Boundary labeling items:
=-=-=-=-=
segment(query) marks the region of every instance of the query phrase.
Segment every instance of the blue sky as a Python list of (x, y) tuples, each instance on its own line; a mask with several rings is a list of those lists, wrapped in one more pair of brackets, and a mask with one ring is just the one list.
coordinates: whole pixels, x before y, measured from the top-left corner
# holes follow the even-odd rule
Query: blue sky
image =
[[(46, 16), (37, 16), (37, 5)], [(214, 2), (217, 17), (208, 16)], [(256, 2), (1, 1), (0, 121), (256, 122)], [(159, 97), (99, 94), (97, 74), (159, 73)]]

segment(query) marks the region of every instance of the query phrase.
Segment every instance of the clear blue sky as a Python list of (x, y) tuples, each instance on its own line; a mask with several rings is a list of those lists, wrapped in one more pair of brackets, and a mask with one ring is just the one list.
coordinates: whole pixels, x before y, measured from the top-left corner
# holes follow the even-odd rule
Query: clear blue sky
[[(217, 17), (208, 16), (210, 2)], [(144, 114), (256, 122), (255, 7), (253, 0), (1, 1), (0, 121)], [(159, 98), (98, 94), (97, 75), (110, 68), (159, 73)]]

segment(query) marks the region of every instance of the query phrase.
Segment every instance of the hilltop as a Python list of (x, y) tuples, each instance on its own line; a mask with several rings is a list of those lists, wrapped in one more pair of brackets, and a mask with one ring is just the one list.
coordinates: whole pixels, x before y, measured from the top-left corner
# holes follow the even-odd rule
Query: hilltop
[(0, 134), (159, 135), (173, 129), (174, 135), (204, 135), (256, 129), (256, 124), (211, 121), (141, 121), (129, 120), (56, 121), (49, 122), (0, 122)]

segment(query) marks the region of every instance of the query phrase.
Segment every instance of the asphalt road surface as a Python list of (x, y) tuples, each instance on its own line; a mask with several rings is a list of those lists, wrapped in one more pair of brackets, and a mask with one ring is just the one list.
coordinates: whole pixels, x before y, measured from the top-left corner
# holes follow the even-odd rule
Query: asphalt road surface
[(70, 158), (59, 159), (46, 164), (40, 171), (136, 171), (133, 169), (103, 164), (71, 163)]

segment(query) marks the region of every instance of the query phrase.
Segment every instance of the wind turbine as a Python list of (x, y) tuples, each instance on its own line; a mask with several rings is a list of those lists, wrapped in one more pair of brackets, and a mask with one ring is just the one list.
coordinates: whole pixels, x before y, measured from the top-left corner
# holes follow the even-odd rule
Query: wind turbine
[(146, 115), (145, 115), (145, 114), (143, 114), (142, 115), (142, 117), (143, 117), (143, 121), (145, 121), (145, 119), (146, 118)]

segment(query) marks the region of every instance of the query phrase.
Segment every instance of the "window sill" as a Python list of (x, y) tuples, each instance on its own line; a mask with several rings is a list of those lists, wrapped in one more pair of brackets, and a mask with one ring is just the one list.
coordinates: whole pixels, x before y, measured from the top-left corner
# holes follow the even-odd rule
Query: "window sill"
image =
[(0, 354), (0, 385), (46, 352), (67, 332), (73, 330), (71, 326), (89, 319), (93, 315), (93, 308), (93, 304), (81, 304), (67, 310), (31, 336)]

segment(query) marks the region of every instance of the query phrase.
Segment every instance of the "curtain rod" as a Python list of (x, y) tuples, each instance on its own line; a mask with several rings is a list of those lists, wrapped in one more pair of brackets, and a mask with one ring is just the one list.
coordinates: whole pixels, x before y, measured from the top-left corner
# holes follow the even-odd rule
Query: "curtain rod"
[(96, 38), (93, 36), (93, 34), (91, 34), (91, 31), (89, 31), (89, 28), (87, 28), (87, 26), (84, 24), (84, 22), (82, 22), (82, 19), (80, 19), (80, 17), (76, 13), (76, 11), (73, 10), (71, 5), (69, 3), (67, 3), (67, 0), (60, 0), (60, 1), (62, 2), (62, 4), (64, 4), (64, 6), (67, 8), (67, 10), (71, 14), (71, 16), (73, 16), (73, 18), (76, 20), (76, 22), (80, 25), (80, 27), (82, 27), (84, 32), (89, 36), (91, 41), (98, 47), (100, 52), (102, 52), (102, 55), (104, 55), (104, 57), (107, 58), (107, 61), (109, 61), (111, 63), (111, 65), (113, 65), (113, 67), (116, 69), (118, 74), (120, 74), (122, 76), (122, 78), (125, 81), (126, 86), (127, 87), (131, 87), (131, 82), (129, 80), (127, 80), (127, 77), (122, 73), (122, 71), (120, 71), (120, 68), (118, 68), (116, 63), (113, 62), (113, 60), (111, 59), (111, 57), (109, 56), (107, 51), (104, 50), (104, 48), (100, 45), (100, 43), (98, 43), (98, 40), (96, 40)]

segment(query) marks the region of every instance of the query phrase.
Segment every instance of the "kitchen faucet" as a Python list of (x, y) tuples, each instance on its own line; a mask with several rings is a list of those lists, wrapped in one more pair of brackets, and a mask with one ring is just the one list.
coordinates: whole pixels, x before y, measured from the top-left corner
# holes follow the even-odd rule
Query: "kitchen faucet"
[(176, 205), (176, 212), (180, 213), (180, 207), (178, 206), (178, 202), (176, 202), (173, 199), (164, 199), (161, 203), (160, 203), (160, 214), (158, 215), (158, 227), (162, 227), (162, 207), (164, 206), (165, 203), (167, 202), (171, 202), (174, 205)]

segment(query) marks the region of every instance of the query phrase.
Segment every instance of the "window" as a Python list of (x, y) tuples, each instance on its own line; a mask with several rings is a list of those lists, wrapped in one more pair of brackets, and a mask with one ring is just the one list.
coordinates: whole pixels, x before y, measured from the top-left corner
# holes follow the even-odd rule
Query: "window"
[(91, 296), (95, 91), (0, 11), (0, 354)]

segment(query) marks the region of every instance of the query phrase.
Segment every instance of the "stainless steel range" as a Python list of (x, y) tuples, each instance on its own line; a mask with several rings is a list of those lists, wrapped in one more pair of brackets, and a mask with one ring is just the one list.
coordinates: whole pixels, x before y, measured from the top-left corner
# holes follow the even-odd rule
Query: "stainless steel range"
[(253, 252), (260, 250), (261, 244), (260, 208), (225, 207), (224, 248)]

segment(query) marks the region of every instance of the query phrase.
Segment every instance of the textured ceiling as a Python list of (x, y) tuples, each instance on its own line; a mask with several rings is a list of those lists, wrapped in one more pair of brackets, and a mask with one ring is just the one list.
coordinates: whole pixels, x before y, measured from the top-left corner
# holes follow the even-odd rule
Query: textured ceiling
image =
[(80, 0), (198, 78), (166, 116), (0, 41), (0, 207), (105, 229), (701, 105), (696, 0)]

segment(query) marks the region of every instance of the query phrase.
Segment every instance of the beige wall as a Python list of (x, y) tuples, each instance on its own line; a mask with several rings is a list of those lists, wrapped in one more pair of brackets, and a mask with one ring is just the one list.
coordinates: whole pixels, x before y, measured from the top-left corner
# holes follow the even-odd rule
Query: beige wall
=-=-=-=-=
WHAT YOU ARE ASKED TO DO: Could you rewrite the material above with every "whole pixels" changed to "integer pixels" and nothing else altered?

RESULT OF THE TASK:
segment(query) marks the region of every instance of the query phrase.
Segment every instance of the blue sky as a Python list of (x, y) tuples, each instance on its own line; a mask with several rings is a list of those lists, wrapped in one more pair of brackets, and a mask with one ring is just the one list.
coordinates: integer pixels, x before y, measured from the top-left corner
# holes follow the even-odd rule
Query: blue sky
image =
[[(46, 16), (37, 16), (37, 5)], [(214, 2), (217, 17), (208, 16)], [(256, 2), (1, 1), (0, 121), (256, 122)], [(159, 97), (99, 94), (97, 74), (159, 73)]]

segment(query) marks the region of every instance of the query phrase.
Segment every instance of the clear blue sky as a Python list of (x, y) tuples, each instance on its own line; a mask with several rings is a list of those lists, wrapped in one more pair of brackets, and a mask with one ring is just the one list.
coordinates: integer pixels, x before y, measured from the top-left corner
# holes follow the even-odd rule
Query: clear blue sky
[[(217, 17), (208, 16), (210, 2)], [(144, 114), (256, 122), (255, 7), (253, 0), (1, 1), (0, 121)], [(159, 98), (98, 94), (97, 75), (110, 68), (159, 73)]]

segment(query) marks the region of every instance of the query phrase.
Segment every instance of the hilltop as a Python list of (x, y) tuples, each instance on its own line; a mask with several rings is a list of those lists, wrapped in one more pair of brackets, and a mask with one ring is just the one list.
coordinates: integer pixels, x before y, measured from the top-left corner
# holes follow the even-odd rule
Query: hilltop
[(0, 134), (159, 135), (173, 129), (174, 135), (204, 135), (256, 129), (256, 124), (211, 121), (141, 121), (129, 120), (56, 121), (49, 122), (0, 122)]

segment(query) marks the region of every instance of the query phrase.
Segment every instance of the asphalt road surface as a Python list of (x, y) tuples, each instance on its own line; a mask with several rings is a list of those lists, wrapped in one more pair of brackets, and a mask with one ring is just the one list.
coordinates: integer pixels, x before y, measured from the top-left corner
# holes follow the even-odd rule
Query: asphalt road surface
[(70, 158), (59, 159), (46, 164), (40, 171), (136, 171), (133, 169), (103, 164), (71, 163)]

segment(query) marks the region of every instance of the query phrase.
Segment every instance of the wind turbine as a Python list of (x, y) tuples, each instance on its own line; a mask with several rings is a list of those lists, wrapped in one more pair of brackets, and a mask with one ring is just the one list.
coordinates: integer pixels, x before y, measured from the top-left corner
# holes follow the even-odd rule
Query: wind turbine
[(146, 115), (145, 115), (145, 114), (143, 114), (142, 115), (142, 117), (143, 117), (143, 121), (145, 121), (145, 119), (146, 118)]

segment(query) marks the region of every instance of the query phrase.
Segment every instance of the "window sill" as a Python list of (x, y) tuples, each instance on its own line; a mask with several rings is a list of those lists, wrapped in one more pair of brackets, and a mask with one ring is just the one list.
coordinates: integer pixels, x before y, measured from the top-left corner
# holes follow the even-odd rule
Query: "window sill"
image =
[(0, 354), (0, 385), (46, 352), (67, 332), (73, 330), (71, 326), (89, 319), (93, 315), (93, 308), (93, 304), (81, 304), (67, 310), (31, 336)]

segment(query) marks the region of every instance of the query phrase.
Segment every instance of the "curtain rod" as a Python list of (x, y) tuples, each instance on its own line; a mask with several rings is a list of those lists, wrapped in one more pair of brackets, and a mask with one ring is just the one list.
coordinates: integer pixels, x before y, measured from the top-left corner
# holes follow the even-odd rule
Query: "curtain rod"
[(96, 38), (93, 36), (93, 34), (91, 34), (91, 31), (89, 31), (89, 28), (87, 28), (87, 26), (84, 24), (84, 22), (82, 22), (82, 19), (80, 19), (80, 17), (76, 13), (76, 11), (73, 10), (71, 5), (69, 3), (67, 3), (67, 0), (60, 0), (60, 1), (62, 2), (62, 4), (64, 4), (64, 6), (67, 8), (67, 10), (71, 14), (71, 16), (73, 16), (73, 18), (76, 20), (76, 22), (80, 25), (80, 27), (82, 27), (84, 32), (89, 36), (91, 41), (98, 47), (100, 52), (102, 52), (102, 55), (104, 55), (104, 57), (107, 58), (107, 61), (109, 61), (111, 63), (111, 65), (113, 65), (113, 67), (116, 69), (118, 74), (120, 74), (122, 76), (122, 78), (125, 81), (126, 86), (127, 87), (131, 87), (131, 82), (129, 80), (127, 80), (127, 77), (122, 73), (122, 71), (120, 71), (120, 68), (118, 68), (116, 63), (113, 62), (113, 60), (111, 59), (111, 57), (109, 56), (107, 51), (104, 50), (104, 48), (100, 45), (100, 43), (98, 43), (98, 40), (96, 40)]

segment(query) marks the region of every instance of the query phrase.
Segment every instance of the "kitchen faucet" as a Python list of (x, y) tuples, each instance on its own line; a mask with several rings is a list of those lists, wrapped in one more pair of brackets, and a mask with one ring is just the one list.
coordinates: integer pixels, x before y, measured from the top-left corner
# holes follow the even-odd rule
Query: "kitchen faucet"
[(176, 205), (176, 212), (180, 213), (180, 207), (178, 206), (178, 202), (176, 202), (173, 199), (164, 199), (161, 203), (160, 203), (160, 214), (158, 215), (158, 227), (162, 227), (162, 207), (164, 206), (165, 203), (167, 202), (171, 202), (174, 205)]

segment(query) marks the region of every instance of the query phrase.
Segment every instance of the "window" as a Python list of (x, y) tuples, each instance on its own line; a mask with several rings is a list of those lists, wrapped in one more pair of brackets, and a mask with one ring is just the one list.
coordinates: integer pixels, x before y, measured from the top-left corner
# holes follow the even-odd rule
Query: "window"
[(91, 296), (95, 91), (0, 11), (0, 354)]

segment(query) marks the region of every instance of the query phrase.
Segment every instance of the "stainless steel range" as a Python list of (x, y) tuples, each instance on its own line; a mask with several rings is a list of those lists, wrapped in one more pair of brackets, and a mask with one ring is just the one list.
coordinates: integer pixels, x before y, measured from the top-left corner
# holes follow the even-odd rule
Query: "stainless steel range"
[(253, 252), (260, 250), (261, 244), (260, 208), (225, 207), (224, 248)]

segment(query) marks the region of every instance of the query phrase.
Segment every instance of the textured ceiling as a Python list of (x, y) tuples, each instance on its own line; a mask with several rings is a list of those lists, wrapped in one more pair of brackets, and a mask with one ring is just the one list.
coordinates: integer pixels, x before y, measured from the top-left corner
# holes follow the even-odd rule
Query: textured ceiling
image =
[(80, 0), (198, 78), (166, 116), (0, 41), (0, 207), (105, 229), (701, 105), (696, 0)]

segment(query) marks the region of every instance of the query phrase.
Segment every instance of the beige wall as a Python list of (x, y) tuples, each instance on its own line; a mask with several rings is a list of those lists, wrapped in one more pair of brackets, and a mask with one ring is just the one list.
coordinates: integer pixels, x before y, measured from the top-left corner
# holes follow the even-odd rule
Query: beige wall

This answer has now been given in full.